(Extract)
--

FreePDF by zstar1003

AI PDF reader for translation and Q&A

Created 1 year ago

388 stars

Top 73.4% on SourcePulse

Project Summary

A free, open-source PDF reader designed to translate documents and enable large language model (LLM)-based Q&A on their content. It targets researchers, students, and professionals who frequently encounter documents in foreign languages, offering a streamlined workflow for comprehension and analysis without requiring complex setups for basic translation.

How It Works

The project leverages a document layout analysis model (DocLayout-YOLO) to detect text blocks within PDFs. It then employs configurable translation services (Bing, Google, Silicon, Ollama, custom) to convert specified languages (English, Chinese, Japanese, Korean, Traditional Chinese) into a target language, typically Chinese. For advanced interaction, an integrated QA engine, also configurable with services like Silicon or Ollama, allows users to ask questions directly about the PDF content, with responses generated based on the document's text.

Quick Start & Requirements

Installation:
- Windows: Download FreePDF_v5.1.0_Setup.exe from GitHub releases or Baidu Netdisk (pwd: 8888).
- macOS (arm64): Download FreePDF_v5.1.0_macOS.dmg from GitHub releases or run brew install freepdf.

--

(Listed entries)
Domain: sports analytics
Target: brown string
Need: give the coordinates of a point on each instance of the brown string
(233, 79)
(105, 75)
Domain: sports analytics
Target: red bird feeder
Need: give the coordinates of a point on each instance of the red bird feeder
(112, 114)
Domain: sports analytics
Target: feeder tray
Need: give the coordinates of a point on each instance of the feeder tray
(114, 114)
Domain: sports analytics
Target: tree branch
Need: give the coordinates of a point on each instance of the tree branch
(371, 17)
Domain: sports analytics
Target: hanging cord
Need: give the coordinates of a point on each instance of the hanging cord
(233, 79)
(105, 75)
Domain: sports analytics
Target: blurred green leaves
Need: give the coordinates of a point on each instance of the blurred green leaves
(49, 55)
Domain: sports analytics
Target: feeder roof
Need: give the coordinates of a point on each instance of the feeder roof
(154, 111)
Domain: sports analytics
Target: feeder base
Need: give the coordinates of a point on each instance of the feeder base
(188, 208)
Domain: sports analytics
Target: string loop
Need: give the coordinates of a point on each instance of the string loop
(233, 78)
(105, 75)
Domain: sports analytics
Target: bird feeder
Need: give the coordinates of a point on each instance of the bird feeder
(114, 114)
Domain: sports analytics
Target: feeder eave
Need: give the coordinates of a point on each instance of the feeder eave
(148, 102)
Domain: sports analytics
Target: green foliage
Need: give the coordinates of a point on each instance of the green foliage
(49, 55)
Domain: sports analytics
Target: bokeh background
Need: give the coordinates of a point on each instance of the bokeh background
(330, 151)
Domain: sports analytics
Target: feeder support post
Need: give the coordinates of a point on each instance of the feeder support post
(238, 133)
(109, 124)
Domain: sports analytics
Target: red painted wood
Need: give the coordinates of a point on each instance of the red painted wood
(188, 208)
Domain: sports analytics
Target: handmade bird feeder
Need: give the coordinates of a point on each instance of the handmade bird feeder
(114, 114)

--

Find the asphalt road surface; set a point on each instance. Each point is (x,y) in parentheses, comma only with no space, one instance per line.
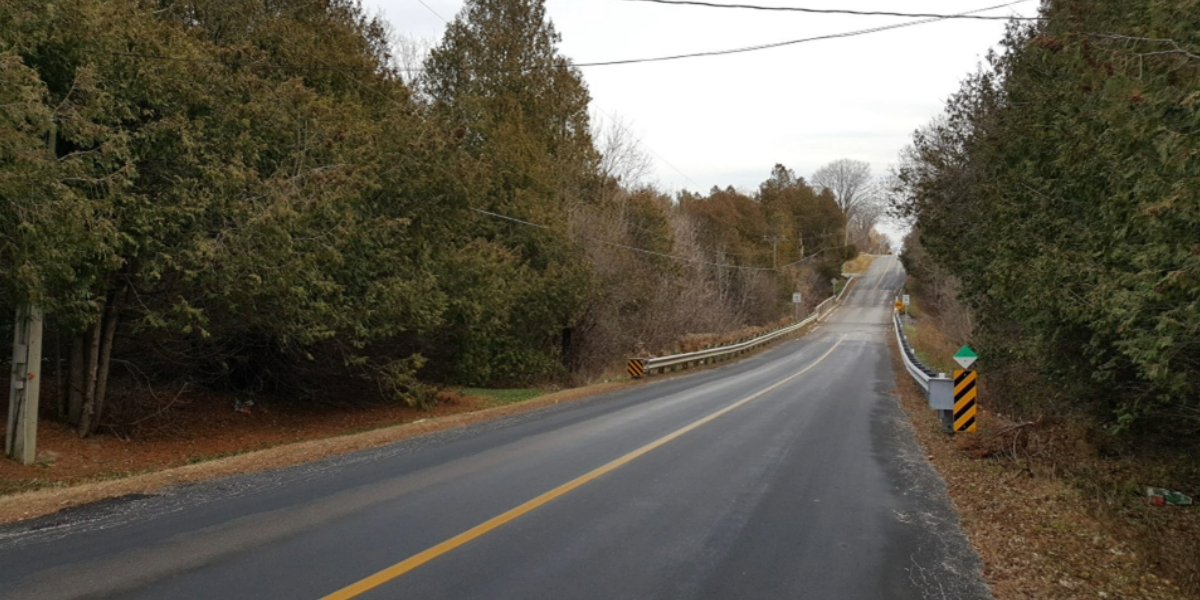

--

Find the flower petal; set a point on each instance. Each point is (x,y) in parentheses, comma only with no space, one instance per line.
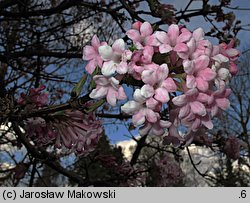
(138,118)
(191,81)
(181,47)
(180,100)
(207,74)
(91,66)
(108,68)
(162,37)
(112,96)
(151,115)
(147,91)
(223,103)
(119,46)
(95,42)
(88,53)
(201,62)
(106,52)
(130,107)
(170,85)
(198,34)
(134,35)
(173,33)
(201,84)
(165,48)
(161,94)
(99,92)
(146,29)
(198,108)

--

(Requirement 1)
Transcribe the FreePDF page from "The project leverages" up to and including "the document's text.".
(Requirement 2)
According to the FreePDF page, which document layout analysis model detects text blocks within PDFs?
None of the data is needed for the work on the FreePDF page.

(Problem solution 1)
The project leverages a document layout analysis model (DocLayout-YOLO) to detect text blocks within PDFs. It then employs configurable translation services (Bing, Google, Silicon, Ollama, custom) to convert specified languages (English, Chinese, Japanese, Korean, Traditional Chinese) into a target language, typically Chinese. For advanced interaction, an integrated QA engine, also configurable with services like Silicon or Ollama, allows users to ask questions directly about the PDF content, with responses generated based on the document's text.

(Problem solution 2)
DocLayout-YOLO